# Should FIPS be enabled in Windows 7 ?



## jsfitz54 (Jul 2, 2011)

Will FIPS, if enabled, cause browsing issues or other issues?  
http://support.microsoft.com/kb/811833

Secondary:
http://support.microsoft.com/kb/811834

Should it be used?

Microsoft site tells what it is but does not go into detail about possible conflicts, etc...


I was looking at Wireless Network Properties/Advanced tab/settings when I saw a box to enable FIPS...did not want to try without knowing more.


----------



## erocker (Jul 2, 2011)

I have no idea what FPIS is. Do you know what it stands for?


----------



## EastCoasthandle (Jul 2, 2011)

Are you talking about enabling bitlocker?


----------



## jsfitz54 (Jul 2, 2011)

Sorry, see original Corrected post. Reversed P and I.  Corrected to FIPS. *mea culpa*



erocker said:


> I have no idea what FPIS is. Do you know what it stands for?



Federal Information Processing Standard




EastCoasthandle said:


> Are you talking about enabling bitlocker?



I don't know if it is the same thing or not?  It is encryption but I am unsure at what level and where it is applied.


I was looking at Wireless Network Properties/Advanced tab/settings when I saw a box to enable FIPS...did not want to try without knowing more.


----------



## 95Viper (Jul 2, 2011)

jsfitz54 said:


> Should it be used?



Yes, if you are doing business with the government/other agencies that use/require FIPS.
Or, if, you use software that requires this to run.



jsfitz54 said:


> Federal Information Processing Standard



Quote from this page:The Cable Guy: Connecting to Wireless Networks with Windows 7



> "The Enable Federal Information Processing Standard (FIPS) compliance for this network check box lets you specify whether to perform AES encryption in a FIPS 140-2 certified mode. FIPS 140-2 is a U.S. government computer security standard that specifies design and implementation requirements for cryptographic modules. Windows 7 is FIPS 140-2 certified. When you enable FIPS 140-2 certified mode, Windows 7 performs the AES encryption in software, rather than relying on the wireless network adapter. This check box only appears when you select WPA2-Enterprise or WPA2-Personalas the authentication method on the Security tab."



Quote from intel site:Achieving a FIPS Compliant Wireless Infrastructure using Intel® Centrino® Processor Technology Clients



> "Private sector organizations wanting to do business with the U.S. Federal Government must use Federal Information Processing Standard (FIPS) validated network infrastructures and wireless clients to enable more secure use and communication for mobile devices and notebook computers utilizing Wi-Fi Alliance WPA2*/IEEE 802.11i* security."


----------



## jsfitz54 (Jul 3, 2011)

@ 95Viper:
I read the two links.  They tell what it is but don't say how to implement its use.

My question is, or will this, better secure our everyday web interactions without harming productivity?

How do you use it?

Does it offer us another layer of protection?  /OR/  Does it give Big Brother direct access to your business?

------------------------

» Directions
Carry the forum thread on enabling FIPS in Windows 7 forward from its last post. The data that comes next has no connection to the forum thread on FIPS in Windows 7.

» Extracted entries
------------------------

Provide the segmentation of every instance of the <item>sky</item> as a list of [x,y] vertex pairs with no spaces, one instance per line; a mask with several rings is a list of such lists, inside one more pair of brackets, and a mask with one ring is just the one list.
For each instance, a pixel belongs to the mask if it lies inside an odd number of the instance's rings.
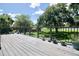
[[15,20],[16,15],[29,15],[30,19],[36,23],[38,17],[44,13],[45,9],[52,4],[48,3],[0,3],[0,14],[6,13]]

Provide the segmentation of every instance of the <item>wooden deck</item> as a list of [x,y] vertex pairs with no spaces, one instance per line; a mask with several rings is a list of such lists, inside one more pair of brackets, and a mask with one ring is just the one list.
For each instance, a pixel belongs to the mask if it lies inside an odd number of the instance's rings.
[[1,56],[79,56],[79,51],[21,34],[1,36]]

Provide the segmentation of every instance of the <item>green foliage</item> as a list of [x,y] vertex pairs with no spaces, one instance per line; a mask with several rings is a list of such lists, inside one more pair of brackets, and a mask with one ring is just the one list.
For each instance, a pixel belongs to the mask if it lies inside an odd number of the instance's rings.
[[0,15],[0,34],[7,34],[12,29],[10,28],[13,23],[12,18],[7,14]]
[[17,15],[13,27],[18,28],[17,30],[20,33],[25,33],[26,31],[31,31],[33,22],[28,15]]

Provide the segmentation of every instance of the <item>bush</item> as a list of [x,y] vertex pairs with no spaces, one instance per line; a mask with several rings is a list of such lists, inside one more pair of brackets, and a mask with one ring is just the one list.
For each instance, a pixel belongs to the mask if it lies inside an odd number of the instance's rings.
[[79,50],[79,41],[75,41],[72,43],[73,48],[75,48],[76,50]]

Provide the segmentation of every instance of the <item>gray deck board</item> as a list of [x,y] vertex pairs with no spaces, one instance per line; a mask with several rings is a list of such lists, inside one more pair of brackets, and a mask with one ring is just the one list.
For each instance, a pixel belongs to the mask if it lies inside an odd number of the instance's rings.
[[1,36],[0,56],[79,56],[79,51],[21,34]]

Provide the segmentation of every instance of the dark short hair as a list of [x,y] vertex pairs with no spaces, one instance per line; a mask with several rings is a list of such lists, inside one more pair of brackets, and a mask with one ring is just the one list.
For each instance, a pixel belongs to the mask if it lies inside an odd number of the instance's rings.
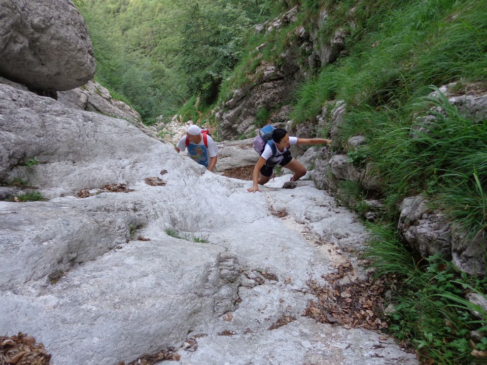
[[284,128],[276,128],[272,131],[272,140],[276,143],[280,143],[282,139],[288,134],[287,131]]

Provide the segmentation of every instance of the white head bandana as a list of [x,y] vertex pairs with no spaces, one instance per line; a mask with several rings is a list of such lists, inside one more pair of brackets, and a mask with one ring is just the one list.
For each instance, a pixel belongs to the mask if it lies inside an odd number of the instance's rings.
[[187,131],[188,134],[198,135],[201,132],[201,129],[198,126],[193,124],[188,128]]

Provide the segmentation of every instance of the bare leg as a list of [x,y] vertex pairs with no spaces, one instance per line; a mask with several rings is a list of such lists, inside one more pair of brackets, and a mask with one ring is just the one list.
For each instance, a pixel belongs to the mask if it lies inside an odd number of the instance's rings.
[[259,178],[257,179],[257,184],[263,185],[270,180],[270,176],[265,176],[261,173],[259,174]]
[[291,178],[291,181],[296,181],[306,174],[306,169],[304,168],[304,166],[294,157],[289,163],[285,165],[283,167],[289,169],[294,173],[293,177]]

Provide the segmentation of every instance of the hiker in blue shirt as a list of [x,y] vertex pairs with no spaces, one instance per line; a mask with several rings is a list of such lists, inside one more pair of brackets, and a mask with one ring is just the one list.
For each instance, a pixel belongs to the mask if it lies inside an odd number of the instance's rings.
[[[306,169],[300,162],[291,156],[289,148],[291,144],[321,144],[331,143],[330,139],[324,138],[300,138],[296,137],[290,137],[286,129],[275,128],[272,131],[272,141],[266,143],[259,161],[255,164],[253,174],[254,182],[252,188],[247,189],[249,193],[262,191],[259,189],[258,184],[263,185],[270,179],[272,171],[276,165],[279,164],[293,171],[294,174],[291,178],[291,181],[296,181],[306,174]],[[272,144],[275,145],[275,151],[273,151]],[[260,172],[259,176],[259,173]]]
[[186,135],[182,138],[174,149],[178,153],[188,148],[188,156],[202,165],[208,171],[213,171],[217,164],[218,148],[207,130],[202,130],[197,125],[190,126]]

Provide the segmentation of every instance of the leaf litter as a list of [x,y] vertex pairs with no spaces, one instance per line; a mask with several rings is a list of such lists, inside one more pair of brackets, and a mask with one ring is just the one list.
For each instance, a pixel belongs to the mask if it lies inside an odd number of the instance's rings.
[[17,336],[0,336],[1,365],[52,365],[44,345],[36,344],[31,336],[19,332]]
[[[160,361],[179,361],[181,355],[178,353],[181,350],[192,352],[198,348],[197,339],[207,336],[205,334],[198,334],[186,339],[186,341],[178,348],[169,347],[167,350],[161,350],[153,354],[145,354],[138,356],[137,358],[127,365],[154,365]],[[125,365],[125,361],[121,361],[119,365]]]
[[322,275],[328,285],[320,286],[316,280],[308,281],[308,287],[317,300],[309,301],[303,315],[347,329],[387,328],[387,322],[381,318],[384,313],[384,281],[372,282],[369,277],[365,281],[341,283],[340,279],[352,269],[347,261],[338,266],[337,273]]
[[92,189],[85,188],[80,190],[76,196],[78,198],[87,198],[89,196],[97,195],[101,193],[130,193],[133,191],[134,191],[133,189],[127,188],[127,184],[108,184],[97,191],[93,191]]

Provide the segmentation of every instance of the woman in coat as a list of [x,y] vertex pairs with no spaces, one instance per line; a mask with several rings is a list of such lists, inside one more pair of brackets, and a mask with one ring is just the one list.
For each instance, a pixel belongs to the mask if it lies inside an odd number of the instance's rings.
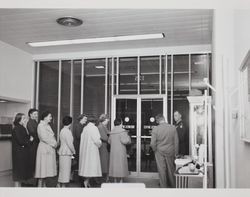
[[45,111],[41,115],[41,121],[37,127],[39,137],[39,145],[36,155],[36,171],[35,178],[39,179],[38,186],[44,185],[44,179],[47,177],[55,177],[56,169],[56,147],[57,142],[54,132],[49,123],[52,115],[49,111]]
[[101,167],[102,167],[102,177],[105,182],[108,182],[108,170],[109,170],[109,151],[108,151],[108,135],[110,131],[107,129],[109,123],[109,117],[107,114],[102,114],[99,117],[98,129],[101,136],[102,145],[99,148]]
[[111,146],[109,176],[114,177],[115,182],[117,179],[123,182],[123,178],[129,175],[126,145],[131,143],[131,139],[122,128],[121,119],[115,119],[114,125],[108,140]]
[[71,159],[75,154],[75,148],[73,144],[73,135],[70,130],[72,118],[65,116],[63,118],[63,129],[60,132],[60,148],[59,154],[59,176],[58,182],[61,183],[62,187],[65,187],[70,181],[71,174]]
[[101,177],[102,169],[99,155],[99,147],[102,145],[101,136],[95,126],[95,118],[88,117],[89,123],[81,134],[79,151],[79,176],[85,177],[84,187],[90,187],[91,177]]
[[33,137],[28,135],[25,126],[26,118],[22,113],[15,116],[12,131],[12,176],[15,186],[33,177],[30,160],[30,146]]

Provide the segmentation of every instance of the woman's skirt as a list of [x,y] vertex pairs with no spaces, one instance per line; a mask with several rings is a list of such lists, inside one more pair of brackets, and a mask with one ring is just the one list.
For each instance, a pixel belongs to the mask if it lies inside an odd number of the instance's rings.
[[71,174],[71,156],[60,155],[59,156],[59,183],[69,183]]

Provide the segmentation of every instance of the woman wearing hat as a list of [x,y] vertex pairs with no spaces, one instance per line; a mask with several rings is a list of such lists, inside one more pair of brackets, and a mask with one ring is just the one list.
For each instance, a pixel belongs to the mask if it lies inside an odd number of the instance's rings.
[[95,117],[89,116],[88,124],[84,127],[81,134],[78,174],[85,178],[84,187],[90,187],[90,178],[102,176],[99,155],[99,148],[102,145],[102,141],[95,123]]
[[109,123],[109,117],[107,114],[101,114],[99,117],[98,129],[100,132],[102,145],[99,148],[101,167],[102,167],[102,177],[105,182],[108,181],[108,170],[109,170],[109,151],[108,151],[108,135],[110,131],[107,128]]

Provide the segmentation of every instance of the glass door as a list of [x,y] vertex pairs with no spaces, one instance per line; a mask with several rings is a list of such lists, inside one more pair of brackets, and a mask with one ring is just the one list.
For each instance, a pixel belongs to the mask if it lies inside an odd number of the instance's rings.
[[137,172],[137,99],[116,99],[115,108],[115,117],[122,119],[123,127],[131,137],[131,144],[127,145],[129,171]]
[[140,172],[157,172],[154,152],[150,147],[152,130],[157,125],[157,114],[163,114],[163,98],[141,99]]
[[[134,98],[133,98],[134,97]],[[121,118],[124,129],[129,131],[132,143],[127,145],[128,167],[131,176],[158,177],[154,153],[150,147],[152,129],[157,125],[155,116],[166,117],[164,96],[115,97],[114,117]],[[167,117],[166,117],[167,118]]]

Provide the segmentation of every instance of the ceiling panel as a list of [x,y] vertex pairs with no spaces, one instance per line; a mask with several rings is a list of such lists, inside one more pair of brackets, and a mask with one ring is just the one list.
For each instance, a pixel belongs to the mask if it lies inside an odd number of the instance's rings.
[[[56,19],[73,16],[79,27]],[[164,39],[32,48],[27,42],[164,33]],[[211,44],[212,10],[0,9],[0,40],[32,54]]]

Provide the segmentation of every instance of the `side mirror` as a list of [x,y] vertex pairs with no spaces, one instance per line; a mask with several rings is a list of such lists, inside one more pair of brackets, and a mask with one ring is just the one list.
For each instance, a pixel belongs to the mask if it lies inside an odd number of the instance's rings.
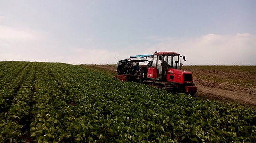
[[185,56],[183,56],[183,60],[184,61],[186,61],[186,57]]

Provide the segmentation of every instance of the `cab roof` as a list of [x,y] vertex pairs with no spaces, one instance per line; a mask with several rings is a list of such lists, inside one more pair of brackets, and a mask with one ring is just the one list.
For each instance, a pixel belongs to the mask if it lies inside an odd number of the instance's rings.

------------------------

» Reply
What happens when I check the box?


----------



## 95Viper (Jul 3, 2011)

jsfitz54 said:


> @ 95Viper:
> I read the two links.  They tell what it is but don't say how to implement its use.
> 
> My question is, or will this, better secure our everyday web interactions without harming productivity?
> ...



If your hardware and/or software supports it, just turn it on.
It adds another layer of encryption to the existing standards. 
Big brother can see what you are doing either way.  (They have more bucks to buy better toys... invest in lead and aluminum foil).
It is implemented/used just as any other secure login/logon.(We used it where I worked, we had contracts with THEM).
Check it and we will be able to tell... Seriously, nothing, but your wireless may not let you connect, unless, you have it set up on both ends and your stuff is all FIPS compatible.

You are best to read this info:

FIPS 140-3 PUB Development

FIPS 140-2 Questions & Answers

FIPS Publications

FIPS PUB 140-2

Achieving a FIPS Compliant Wireless Infrastructure With Intel Wireless Products

 And, ask them(Computer Security Division at NIST); as, it is their standard.


----------



## jsfitz54 (Jul 3, 2011)

95Viper said:


> Big brother can see what you are doing either way. (They have more bucks to buy better toys... invest in lead and aluminum foil).



Reynolds Wrap here I come.  How many square feet do you recommend, single layer or more plys, and can I get a deal if I buy in bulk; the rooms will be all shiny.


----------



## 95Viper (Jul 3, 2011)

jsfitz54 said:


> Reynolds Wrap here I come.  How many square feet do you recommend, single layer or more plys, and can I get a deal if I buy in bulk; the rooms will be all shiny.



A lot.

This won't do:



Spoiler












You must do this for total security, from the Mind Frog!


Spoiler











Back on topic,  I know it was a lot reading that I posted; however, usually, home users or everyday consumers have no need for FIPS.


----------



## TheoneandonlyMrK (Jul 3, 2011)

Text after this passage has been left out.